-- start of Extracted information --

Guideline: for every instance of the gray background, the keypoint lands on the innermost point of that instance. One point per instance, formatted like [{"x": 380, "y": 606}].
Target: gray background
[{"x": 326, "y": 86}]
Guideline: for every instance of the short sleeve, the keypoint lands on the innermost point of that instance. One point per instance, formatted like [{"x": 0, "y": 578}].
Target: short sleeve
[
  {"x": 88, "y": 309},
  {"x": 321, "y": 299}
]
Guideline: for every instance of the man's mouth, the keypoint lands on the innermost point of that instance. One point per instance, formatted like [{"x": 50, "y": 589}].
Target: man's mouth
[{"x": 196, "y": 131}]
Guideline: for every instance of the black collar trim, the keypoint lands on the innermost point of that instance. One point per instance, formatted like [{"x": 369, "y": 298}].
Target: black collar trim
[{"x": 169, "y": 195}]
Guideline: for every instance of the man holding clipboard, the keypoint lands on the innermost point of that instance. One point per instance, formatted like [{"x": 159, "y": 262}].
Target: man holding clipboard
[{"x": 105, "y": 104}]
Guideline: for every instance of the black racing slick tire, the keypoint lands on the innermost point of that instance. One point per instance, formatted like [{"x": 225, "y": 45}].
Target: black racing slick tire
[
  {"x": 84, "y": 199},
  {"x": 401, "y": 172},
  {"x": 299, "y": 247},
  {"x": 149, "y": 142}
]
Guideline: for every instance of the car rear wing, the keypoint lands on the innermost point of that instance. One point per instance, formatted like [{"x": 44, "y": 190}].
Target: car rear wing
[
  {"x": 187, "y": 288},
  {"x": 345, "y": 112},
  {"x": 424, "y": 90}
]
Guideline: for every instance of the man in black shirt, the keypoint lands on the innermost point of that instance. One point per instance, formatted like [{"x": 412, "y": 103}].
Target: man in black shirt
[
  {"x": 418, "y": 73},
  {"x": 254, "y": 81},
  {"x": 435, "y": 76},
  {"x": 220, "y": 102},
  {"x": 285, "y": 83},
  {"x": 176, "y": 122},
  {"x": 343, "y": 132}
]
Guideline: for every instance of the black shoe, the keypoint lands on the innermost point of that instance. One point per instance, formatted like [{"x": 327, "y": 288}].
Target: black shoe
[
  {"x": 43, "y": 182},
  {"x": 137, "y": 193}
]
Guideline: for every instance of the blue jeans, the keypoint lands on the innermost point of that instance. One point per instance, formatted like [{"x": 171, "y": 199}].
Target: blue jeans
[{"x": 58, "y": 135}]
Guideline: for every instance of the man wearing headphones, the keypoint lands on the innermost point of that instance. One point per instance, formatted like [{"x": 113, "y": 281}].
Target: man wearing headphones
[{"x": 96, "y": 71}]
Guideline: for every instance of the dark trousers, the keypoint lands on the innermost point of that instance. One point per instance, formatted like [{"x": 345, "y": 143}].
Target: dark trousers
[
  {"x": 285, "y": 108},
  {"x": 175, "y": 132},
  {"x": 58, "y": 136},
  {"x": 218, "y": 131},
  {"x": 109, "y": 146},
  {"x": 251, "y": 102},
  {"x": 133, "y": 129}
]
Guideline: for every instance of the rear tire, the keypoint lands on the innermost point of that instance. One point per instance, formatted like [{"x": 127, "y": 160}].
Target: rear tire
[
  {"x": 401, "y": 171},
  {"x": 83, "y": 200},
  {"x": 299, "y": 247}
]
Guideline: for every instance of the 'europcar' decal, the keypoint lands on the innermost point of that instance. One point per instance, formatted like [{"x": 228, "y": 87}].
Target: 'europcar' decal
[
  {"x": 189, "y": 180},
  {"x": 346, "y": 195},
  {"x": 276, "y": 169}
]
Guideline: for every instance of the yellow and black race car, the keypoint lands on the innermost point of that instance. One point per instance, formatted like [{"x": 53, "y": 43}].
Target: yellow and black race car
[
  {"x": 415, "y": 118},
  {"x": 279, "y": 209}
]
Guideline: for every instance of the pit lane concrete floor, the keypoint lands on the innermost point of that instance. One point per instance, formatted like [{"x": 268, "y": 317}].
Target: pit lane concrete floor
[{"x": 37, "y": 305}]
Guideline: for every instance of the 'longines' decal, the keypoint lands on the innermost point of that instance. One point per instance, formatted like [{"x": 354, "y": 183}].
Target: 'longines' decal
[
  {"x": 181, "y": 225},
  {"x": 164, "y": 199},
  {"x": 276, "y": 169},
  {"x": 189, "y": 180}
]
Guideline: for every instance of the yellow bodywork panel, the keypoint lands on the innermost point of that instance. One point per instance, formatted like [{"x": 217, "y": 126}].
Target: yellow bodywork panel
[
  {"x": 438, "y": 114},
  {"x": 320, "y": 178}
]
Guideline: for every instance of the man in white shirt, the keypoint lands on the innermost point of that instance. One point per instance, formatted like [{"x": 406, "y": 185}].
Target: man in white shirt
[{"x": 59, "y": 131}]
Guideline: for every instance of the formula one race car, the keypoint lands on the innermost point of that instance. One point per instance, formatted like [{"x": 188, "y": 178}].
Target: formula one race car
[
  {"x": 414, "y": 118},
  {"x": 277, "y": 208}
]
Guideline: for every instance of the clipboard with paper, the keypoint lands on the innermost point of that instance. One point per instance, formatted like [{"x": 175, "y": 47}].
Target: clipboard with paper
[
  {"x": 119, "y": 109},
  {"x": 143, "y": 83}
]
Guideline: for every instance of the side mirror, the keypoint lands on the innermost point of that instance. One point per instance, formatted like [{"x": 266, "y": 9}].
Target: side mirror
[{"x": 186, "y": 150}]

-- end of Extracted information --

Exercise aim:
Copy each line of the data above without altering a single character.

Solved exercise:
Guideline: for every instance of the gray background, the keypoint lands on the innermost point of that instance. One point per instance, formatted like [{"x": 380, "y": 606}].
Target: gray background
[{"x": 326, "y": 86}]
Guideline: for every instance of the short sleeve, the keypoint lands on the innermost point of that instance. One point per instance, formatted like [{"x": 0, "y": 578}].
Target: short sleeve
[
  {"x": 88, "y": 309},
  {"x": 321, "y": 299}
]
Guideline: for every instance of the man's mouth, the keypoint lands on the innermost point of that instance. One point per instance, formatted like [{"x": 50, "y": 589}].
Target: man's mouth
[{"x": 196, "y": 131}]
Guideline: for every instance of the black collar trim, the keypoint lands on the innermost point of that instance. One point per instance, formatted like [{"x": 369, "y": 298}].
Target: black collar trim
[{"x": 169, "y": 195}]
Guideline: for every instance of the man holding clipboard, the keypoint lands on the innermost point of that instance. One point per instance, formatted like [{"x": 159, "y": 262}].
Target: man holding clipboard
[{"x": 105, "y": 104}]
Guideline: for every instance of the black racing slick tire, the keypoint lands on the innermost point of that instance. One point per instance, formatted like [{"x": 225, "y": 45}].
Target: black racing slick tire
[
  {"x": 84, "y": 199},
  {"x": 401, "y": 172},
  {"x": 299, "y": 247},
  {"x": 149, "y": 142}
]
Guideline: for every instance of the car rear wing, the keypoint lands on the innermost point of that instance. One point per instance, formatted like [{"x": 44, "y": 190}].
Target: car rear wing
[
  {"x": 187, "y": 288},
  {"x": 345, "y": 112},
  {"x": 424, "y": 90}
]
Guideline: for every instance of the man in black shirt, the keypoint lands on the innermost point of that instance. One point per instance, formatted like [{"x": 412, "y": 103}].
Target: man in black shirt
[
  {"x": 418, "y": 73},
  {"x": 254, "y": 81},
  {"x": 435, "y": 76},
  {"x": 220, "y": 102},
  {"x": 285, "y": 83},
  {"x": 176, "y": 122},
  {"x": 343, "y": 132}
]
Guideline: for every instance of the black shoe, the keypoint lands on the innermost point of that instance. One point per instance, formatted like [{"x": 327, "y": 288}].
Target: black shoe
[
  {"x": 43, "y": 182},
  {"x": 137, "y": 193}
]
Guideline: for every instance of the blue jeans, the keypoint lands on the innermost point of that instance. One point per instance, formatted like [{"x": 171, "y": 199}].
Target: blue jeans
[{"x": 58, "y": 135}]
Guideline: for every instance of the man wearing headphones, the keypoint lands on the innermost point of that instance. One point per instance, formatted like [{"x": 113, "y": 281}].
Target: man wearing headphones
[{"x": 96, "y": 71}]
Guideline: for every instance of the dark trousers, the keypoint lands on the innermost point of that instance. One point per instance, formatted like [{"x": 345, "y": 143}].
Target: dark trousers
[
  {"x": 285, "y": 108},
  {"x": 175, "y": 132},
  {"x": 58, "y": 136},
  {"x": 218, "y": 131},
  {"x": 109, "y": 146},
  {"x": 251, "y": 102},
  {"x": 133, "y": 129}
]
Guideline: for every instance of the rear tire, the keypoint lands on the innermost point of that instance. One point per instance, formatted like [{"x": 127, "y": 160}].
Target: rear tire
[
  {"x": 401, "y": 171},
  {"x": 83, "y": 200},
  {"x": 299, "y": 247}
]
Guideline: for every instance of the 'europcar' decal, the keypoint lands on the innermost point of that instance. One point per instance, formatted like [{"x": 228, "y": 87}].
Target: 'europcar' decal
[
  {"x": 189, "y": 180},
  {"x": 346, "y": 195},
  {"x": 276, "y": 169}
]
Guideline: for every instance of the yellow and black race car, the keypoint lands on the innermost point of that instance. One point per instance, formatted like [{"x": 53, "y": 43}].
Target: yellow and black race car
[
  {"x": 415, "y": 118},
  {"x": 279, "y": 209}
]
Guideline: for every instance of the pit lane concrete floor, the keypoint lands on the innermost point of that instance. One point per instance, formatted like [{"x": 268, "y": 317}].
Target: pit lane concrete floor
[{"x": 37, "y": 305}]
Guideline: for every instance of the 'longines' decal, the keypoint lands on the innermost point of that instance. One point per instance, formatted like [{"x": 354, "y": 183}].
Target: 'longines' decal
[
  {"x": 181, "y": 225},
  {"x": 164, "y": 199},
  {"x": 276, "y": 169},
  {"x": 189, "y": 180}
]
Guideline: for every instance of the yellow bodywork panel, the keypoint lands on the innermost point of that instance. One point per instance, formatted like [{"x": 217, "y": 126}].
Target: yellow bodywork panel
[
  {"x": 438, "y": 114},
  {"x": 320, "y": 178}
]
Guideline: for every instance of the man in white shirt, the keypoint lands on the innermost point of that instance. One point per instance, formatted like [{"x": 406, "y": 185}].
Target: man in white shirt
[{"x": 59, "y": 131}]
Guideline: for every instance of the formula one race car, the keypoint lands on the innermost point of that instance. One point per instance, formatted like [{"x": 188, "y": 178}].
Target: formula one race car
[
  {"x": 414, "y": 118},
  {"x": 277, "y": 208}
]
Guideline: for every instance of the clipboard with paper, the keypoint lands on the innermost point of that instance. One point per instance, formatted like [{"x": 175, "y": 47}].
Target: clipboard with paper
[
  {"x": 119, "y": 109},
  {"x": 143, "y": 83}
]
Guideline: for every instance of the side mirror, the keypoint lands on the innermost point of that instance. One point per instance, formatted like [{"x": 266, "y": 9}].
Target: side mirror
[{"x": 186, "y": 150}]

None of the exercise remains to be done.